Задание> Перепишите строки начиная со строки с «For each instance of the van rear» и до последней включительно, заменив в них «rear bumper» на «back bumper». Остальное оставьте без изменений.
# # # # #
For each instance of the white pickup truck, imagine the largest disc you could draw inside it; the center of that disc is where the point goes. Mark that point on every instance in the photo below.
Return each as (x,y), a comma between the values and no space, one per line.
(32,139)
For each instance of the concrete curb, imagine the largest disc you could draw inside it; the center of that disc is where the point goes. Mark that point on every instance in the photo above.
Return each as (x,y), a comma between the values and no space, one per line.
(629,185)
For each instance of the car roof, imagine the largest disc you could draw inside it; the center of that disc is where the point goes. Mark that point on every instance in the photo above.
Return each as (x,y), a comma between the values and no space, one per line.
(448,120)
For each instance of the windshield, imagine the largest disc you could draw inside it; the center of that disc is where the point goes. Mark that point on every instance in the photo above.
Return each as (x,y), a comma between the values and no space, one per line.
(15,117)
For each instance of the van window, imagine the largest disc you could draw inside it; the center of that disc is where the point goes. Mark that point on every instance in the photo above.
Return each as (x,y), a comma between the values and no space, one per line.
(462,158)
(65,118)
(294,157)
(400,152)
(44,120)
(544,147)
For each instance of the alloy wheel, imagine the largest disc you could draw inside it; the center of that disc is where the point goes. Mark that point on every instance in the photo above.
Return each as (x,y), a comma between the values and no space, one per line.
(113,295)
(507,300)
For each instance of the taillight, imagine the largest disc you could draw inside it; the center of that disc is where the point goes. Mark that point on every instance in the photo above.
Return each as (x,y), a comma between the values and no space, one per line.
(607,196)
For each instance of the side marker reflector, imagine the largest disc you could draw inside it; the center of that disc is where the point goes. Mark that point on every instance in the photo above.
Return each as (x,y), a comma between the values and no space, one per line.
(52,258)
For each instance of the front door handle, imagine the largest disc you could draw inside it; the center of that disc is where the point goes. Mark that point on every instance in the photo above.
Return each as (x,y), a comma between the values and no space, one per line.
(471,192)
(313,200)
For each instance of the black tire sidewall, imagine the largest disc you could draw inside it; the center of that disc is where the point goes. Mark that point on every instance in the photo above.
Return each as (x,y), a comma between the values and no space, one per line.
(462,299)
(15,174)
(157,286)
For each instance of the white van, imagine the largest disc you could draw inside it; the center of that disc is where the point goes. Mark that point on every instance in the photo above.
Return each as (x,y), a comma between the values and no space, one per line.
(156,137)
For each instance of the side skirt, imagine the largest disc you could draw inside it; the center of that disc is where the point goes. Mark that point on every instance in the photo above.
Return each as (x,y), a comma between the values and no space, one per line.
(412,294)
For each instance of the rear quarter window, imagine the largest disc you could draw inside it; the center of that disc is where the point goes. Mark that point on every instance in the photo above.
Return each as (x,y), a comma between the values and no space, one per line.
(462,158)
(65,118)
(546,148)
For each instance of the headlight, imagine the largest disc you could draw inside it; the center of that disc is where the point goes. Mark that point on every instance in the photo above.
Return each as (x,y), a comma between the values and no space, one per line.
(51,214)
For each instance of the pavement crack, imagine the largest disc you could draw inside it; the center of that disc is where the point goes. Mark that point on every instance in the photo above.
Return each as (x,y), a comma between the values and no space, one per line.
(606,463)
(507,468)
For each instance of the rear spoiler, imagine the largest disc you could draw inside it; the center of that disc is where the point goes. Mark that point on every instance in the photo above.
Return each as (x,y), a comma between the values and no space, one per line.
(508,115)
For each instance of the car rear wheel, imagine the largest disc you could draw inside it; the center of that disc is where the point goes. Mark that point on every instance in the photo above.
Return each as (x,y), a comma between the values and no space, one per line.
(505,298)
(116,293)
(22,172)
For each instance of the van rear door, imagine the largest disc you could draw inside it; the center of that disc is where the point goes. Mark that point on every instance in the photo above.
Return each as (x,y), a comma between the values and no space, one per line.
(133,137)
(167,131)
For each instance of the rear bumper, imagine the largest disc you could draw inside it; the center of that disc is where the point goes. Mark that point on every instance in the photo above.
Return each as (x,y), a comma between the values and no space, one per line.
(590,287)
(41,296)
# # # # #
Полный ответ>
For each instance of the van rear door, imagine the largest disc you could draw inside it; the center of that disc is where the point goes. Mark that point on every instance in the photo above.
Return each as (x,y), a comma between the values and no space, one per line.
(133,137)
(167,131)
For each instance of the back bumper, imagine the largest disc you could draw inside it; the center of that disc is where the point goes. Mark that point on every instance in the photo above.
Return each as (x,y), a comma between the values and no space, one per line.
(590,287)
(41,296)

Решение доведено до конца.